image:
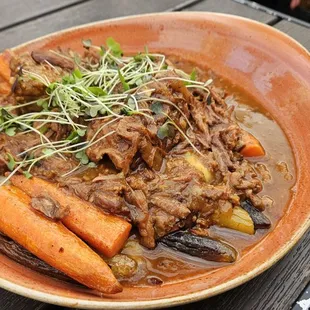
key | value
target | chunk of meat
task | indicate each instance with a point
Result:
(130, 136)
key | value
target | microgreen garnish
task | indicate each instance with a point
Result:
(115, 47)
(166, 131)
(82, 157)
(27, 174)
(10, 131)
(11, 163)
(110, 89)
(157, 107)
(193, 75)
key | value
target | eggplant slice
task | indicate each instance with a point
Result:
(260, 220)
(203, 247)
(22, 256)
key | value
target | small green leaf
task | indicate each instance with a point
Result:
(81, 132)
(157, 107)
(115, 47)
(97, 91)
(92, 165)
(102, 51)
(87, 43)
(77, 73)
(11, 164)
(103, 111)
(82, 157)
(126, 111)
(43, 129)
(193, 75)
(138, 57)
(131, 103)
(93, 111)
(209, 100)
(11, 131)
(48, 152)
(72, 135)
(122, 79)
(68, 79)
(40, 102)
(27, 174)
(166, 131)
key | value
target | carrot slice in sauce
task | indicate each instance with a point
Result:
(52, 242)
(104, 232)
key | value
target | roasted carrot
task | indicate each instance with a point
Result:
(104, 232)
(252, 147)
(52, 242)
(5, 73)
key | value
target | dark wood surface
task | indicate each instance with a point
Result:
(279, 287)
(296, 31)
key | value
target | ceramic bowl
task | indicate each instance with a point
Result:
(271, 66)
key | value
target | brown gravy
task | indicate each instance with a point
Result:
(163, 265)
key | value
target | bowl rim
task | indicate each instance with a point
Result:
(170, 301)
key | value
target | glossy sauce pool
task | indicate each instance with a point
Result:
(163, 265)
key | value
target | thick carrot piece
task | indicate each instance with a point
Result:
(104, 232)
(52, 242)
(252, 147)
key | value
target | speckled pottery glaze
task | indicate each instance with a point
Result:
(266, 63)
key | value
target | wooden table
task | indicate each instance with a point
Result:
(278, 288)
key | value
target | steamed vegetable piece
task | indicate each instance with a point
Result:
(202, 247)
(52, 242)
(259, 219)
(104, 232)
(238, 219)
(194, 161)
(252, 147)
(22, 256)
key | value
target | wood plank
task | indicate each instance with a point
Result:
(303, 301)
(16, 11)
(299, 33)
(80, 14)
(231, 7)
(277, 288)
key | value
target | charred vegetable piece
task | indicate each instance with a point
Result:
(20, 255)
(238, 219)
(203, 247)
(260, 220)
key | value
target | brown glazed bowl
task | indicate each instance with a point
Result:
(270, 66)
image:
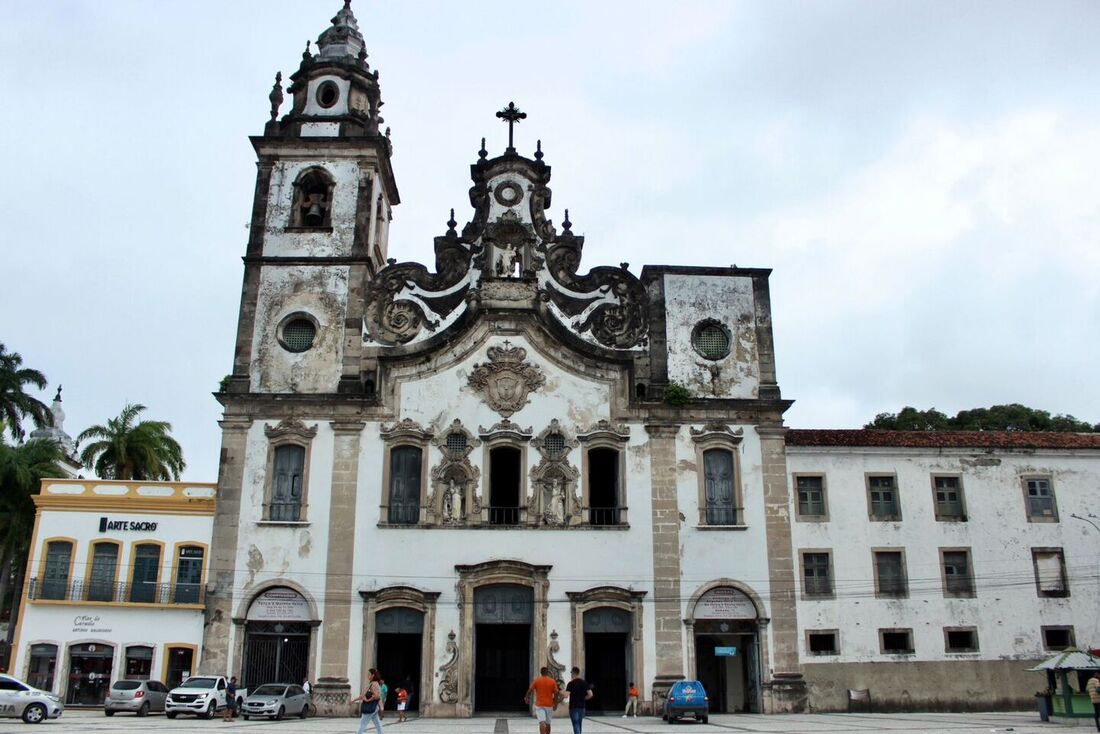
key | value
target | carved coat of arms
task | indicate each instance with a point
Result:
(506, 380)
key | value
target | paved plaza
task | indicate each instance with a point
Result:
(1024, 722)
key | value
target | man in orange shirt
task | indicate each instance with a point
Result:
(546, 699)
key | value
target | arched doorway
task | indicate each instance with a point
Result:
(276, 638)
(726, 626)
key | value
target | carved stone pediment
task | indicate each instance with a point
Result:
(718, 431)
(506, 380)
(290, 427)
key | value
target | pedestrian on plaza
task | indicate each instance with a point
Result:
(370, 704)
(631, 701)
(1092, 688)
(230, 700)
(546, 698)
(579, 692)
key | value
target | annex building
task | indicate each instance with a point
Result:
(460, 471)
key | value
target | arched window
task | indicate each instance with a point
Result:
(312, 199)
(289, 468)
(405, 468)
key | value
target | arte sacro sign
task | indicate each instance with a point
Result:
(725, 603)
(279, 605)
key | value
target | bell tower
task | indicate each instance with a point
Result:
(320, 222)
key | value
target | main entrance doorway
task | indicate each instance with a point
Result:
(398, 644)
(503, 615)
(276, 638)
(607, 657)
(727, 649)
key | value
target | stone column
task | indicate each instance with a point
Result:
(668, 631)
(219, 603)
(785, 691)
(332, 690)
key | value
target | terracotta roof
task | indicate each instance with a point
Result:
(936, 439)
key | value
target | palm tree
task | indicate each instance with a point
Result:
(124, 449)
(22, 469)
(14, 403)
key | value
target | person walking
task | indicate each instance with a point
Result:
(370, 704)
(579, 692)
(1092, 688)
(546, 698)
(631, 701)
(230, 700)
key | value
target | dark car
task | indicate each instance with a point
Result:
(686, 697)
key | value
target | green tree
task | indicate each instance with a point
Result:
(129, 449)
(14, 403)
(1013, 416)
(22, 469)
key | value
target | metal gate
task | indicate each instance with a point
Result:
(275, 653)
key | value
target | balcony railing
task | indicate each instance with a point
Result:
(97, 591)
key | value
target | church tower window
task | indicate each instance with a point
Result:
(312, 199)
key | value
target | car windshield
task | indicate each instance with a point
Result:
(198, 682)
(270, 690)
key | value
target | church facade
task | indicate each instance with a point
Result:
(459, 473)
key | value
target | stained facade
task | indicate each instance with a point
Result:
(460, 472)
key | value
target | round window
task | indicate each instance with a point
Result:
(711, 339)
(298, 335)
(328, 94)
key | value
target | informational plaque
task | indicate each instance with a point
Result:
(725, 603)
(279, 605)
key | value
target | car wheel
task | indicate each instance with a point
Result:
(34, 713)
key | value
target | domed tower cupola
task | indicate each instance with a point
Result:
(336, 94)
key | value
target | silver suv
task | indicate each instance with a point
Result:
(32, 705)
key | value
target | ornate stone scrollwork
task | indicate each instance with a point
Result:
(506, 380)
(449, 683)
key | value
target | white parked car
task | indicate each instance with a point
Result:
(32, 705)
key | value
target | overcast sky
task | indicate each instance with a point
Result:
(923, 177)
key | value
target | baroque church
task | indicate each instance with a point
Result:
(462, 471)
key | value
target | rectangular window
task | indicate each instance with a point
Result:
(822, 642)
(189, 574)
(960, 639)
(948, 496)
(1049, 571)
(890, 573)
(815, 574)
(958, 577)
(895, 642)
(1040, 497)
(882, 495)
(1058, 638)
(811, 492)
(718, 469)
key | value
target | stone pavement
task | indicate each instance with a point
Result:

### Activity
Gather up every line in the data above that contains the word "stone", copying each one.

### Finished exercise
target | carved stone pediment
target | stone column
target | ornate stone scrollwork
target | stone pavement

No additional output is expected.